** START OF Provided records **

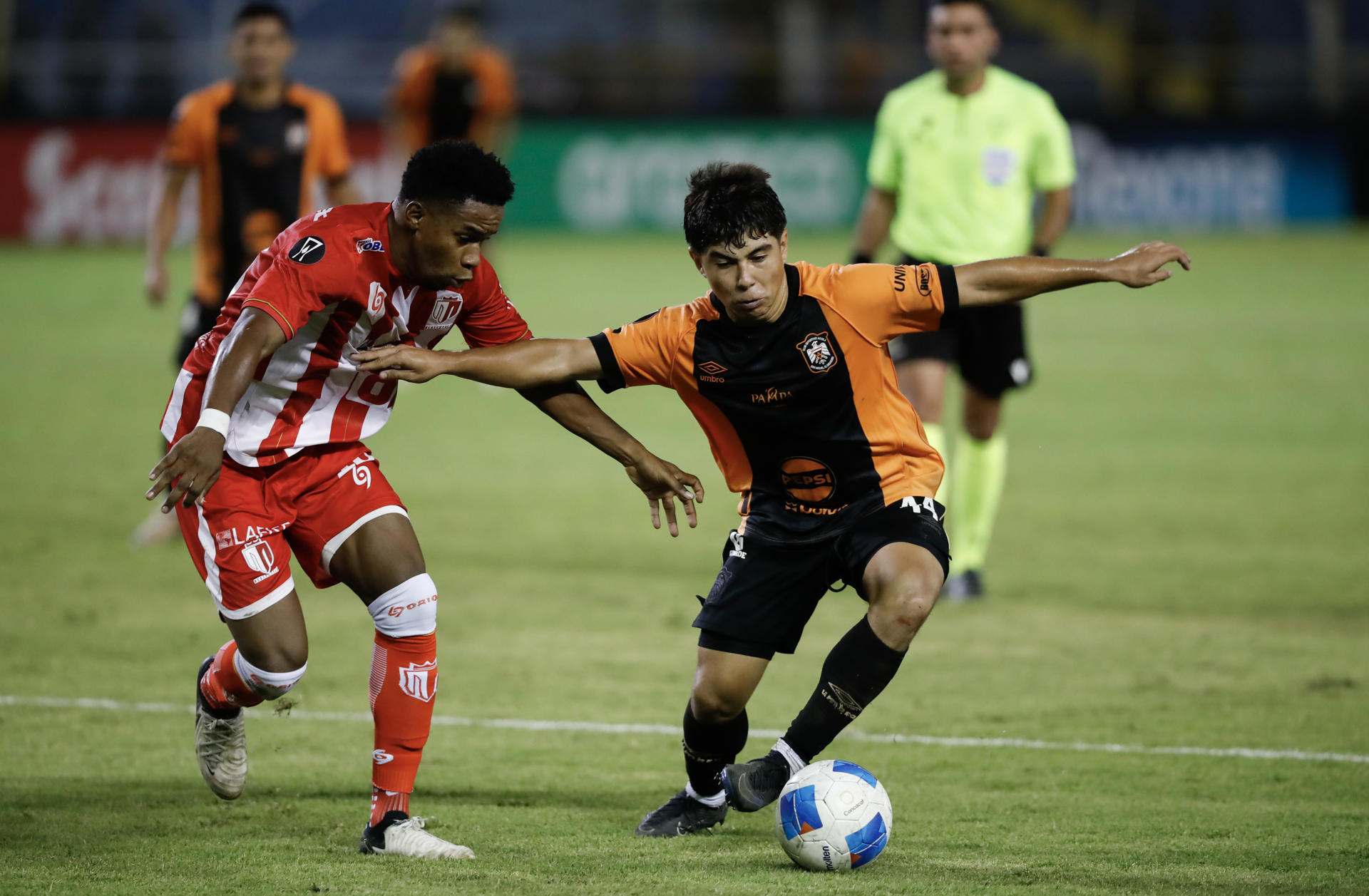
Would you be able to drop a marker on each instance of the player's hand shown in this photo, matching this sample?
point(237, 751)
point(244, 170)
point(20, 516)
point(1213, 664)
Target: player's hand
point(155, 282)
point(401, 361)
point(663, 482)
point(189, 470)
point(1142, 266)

** END OF Provided records **

# Exercise aim
Rescale the coordinates in each answer by multiplying them by 0.85 and rounding to whole numbers, with halves rounded up. Keep the requests and their sample points unchanged, and write out every line of all the records again, leaving out the pictures.

# Response to this task
Would you be able to drop a marker on each instance of the player's hand shown in this photo, matching this sample?
point(237, 751)
point(244, 170)
point(20, 516)
point(1213, 664)
Target: player's hand
point(132, 240)
point(341, 307)
point(564, 410)
point(161, 400)
point(971, 226)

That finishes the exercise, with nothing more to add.